**Exercise requirements**
Repeat the lines of the listing below word for word, from the line with "steel dishwasher, as" up to and including the final line of the listing.

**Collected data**
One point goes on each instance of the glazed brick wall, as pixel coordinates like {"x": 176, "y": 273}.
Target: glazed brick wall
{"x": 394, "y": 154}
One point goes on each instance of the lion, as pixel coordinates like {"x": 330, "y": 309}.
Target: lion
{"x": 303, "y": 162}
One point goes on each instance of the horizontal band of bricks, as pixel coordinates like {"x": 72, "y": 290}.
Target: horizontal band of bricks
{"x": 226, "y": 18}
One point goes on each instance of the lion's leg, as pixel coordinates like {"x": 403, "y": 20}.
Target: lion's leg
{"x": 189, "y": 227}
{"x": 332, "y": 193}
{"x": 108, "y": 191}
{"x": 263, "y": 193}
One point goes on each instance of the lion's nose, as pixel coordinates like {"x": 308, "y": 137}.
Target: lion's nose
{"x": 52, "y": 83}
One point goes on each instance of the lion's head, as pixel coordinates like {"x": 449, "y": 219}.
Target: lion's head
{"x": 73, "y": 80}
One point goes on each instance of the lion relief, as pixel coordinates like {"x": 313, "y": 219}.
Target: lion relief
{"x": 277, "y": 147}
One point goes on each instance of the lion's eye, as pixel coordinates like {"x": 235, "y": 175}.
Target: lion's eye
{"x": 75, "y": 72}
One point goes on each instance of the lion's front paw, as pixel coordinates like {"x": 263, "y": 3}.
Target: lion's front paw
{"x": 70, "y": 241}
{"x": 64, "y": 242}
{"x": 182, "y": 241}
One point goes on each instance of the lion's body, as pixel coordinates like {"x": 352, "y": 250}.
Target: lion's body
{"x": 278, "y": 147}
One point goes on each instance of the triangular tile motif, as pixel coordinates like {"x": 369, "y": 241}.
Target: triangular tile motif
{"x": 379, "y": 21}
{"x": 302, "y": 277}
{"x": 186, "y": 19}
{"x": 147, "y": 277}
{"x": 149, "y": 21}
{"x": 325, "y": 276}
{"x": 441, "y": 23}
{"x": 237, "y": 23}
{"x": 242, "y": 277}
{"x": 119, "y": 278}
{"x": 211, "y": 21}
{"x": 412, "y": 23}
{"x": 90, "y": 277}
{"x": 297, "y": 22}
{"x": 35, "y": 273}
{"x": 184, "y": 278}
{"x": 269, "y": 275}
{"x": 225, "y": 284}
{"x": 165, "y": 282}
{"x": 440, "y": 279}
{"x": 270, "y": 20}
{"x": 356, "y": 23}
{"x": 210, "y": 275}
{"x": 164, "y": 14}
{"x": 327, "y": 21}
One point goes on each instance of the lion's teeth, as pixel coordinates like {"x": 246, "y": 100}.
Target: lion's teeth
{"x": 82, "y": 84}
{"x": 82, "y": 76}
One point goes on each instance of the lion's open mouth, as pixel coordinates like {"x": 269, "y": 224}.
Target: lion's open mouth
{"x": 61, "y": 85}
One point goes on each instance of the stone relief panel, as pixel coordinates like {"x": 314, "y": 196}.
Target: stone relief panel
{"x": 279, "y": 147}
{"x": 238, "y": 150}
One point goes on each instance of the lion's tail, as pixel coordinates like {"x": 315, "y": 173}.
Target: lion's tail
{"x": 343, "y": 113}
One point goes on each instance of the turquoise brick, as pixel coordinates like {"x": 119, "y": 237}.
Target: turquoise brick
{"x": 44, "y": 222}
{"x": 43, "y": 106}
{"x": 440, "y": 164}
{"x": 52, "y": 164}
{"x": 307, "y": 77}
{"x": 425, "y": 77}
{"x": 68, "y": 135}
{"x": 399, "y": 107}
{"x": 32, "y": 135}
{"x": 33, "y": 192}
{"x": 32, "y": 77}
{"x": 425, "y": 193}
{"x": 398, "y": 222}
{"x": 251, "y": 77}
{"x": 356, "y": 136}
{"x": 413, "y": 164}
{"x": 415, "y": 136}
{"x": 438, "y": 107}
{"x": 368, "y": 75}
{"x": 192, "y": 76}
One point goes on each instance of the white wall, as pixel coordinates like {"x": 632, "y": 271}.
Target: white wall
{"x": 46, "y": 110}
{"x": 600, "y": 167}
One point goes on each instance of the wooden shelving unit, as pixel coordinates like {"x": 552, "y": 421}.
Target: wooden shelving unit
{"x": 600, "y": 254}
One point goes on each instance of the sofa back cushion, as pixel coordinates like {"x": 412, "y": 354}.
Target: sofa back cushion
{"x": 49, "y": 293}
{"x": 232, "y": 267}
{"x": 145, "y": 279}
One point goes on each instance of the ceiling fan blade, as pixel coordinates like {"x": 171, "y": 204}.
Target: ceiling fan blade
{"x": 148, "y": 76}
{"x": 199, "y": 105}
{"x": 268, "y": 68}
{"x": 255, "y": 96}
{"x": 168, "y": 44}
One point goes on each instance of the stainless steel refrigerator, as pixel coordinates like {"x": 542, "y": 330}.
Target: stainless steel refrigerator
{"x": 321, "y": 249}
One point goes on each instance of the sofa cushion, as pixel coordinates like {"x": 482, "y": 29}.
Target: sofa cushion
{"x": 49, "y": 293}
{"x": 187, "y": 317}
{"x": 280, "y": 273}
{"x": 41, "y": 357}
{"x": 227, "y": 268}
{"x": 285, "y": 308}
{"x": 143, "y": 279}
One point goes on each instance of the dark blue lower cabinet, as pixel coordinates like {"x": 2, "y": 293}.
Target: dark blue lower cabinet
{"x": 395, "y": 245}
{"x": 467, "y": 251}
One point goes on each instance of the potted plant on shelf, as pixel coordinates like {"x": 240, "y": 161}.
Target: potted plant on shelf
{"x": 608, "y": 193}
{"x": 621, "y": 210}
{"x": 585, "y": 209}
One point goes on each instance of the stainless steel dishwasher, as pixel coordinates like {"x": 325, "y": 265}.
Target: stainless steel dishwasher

**Output for this exercise**
One point goes on each instance of the stainless steel dishwasher, as pixel coordinates like {"x": 325, "y": 265}.
Target: stainless steel dishwasher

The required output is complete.